(Text under study Opens)

Convert pool data to DataFrame and prepare for analysis


In [3]:
if all_pools:
    # Convert to DataFrame
    pools_df = pd.DataFrame(all_pools)
    
    # Convert numeric columns
    numeric_columns = [
        'fdv_usd', 'market_cap_usd', 'volume_usd_h24', 'reserve_in_usd',
        'transactions_h24_buys', 'transactions_h24_sells',
        'price_change_percentage_h1', 'price_change_percentage_h24'
    ]
    
    for col in numeric_columns:
        if col in pools_df.columns:
            pools_df[col] = pd.to_numeric(pools_df[col], errors='coerce')
    
    # Parse datetime
    if 'pool_created_at' in pools_df.columns:
        pools_df['pool_created_at'] = pd.to_datetime(pools_df['pool_created_at'], errors='coerce')
        pools_df['pool_age_days'] = (datetime.utcnow() - pools_df['pool_created_at']).dt.total_seconds() / 86400
    
    print("✅ DataFrame created successfully")

(Text under study Closes)

* What to produce
Transcribe the portion of the code excerpt above between "# Convert numeric" and "pools_df[col] = pd.to_numeric(pools_df[col], errors='coerce')", inclusive. The lines that come next have no connection to the code excerpt above.

(Data Opens)

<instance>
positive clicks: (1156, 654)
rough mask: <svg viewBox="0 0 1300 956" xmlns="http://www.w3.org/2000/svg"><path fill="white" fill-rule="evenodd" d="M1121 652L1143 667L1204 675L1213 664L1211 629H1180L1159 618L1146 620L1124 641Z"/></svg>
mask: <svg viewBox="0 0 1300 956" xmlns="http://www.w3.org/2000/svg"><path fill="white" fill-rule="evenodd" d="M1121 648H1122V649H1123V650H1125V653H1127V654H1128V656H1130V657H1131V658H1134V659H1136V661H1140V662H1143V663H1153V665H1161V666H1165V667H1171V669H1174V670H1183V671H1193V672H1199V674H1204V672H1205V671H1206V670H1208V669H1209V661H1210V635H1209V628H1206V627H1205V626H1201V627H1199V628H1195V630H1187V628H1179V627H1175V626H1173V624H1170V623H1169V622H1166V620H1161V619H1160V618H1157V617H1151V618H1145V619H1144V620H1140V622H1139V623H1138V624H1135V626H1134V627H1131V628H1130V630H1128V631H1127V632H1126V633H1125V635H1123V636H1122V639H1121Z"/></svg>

(Data Closes)

* Reply to the task
# Convert numeric columns
    numeric_columns = [
        'fdv_usd', 'market_cap_usd', 'volume_usd_h24', 'reserve_in_usd',
        'transactions_h24_buys', 'transactions_h24_sells',
        'price_change_percentage_h1', 'price_change_percentage_h24'
    ]
    
    for col in numeric_columns:
        if col in pools_df.columns:
            pools_df[col] = pd.to_numeric(pools_df[col], errors='coerce')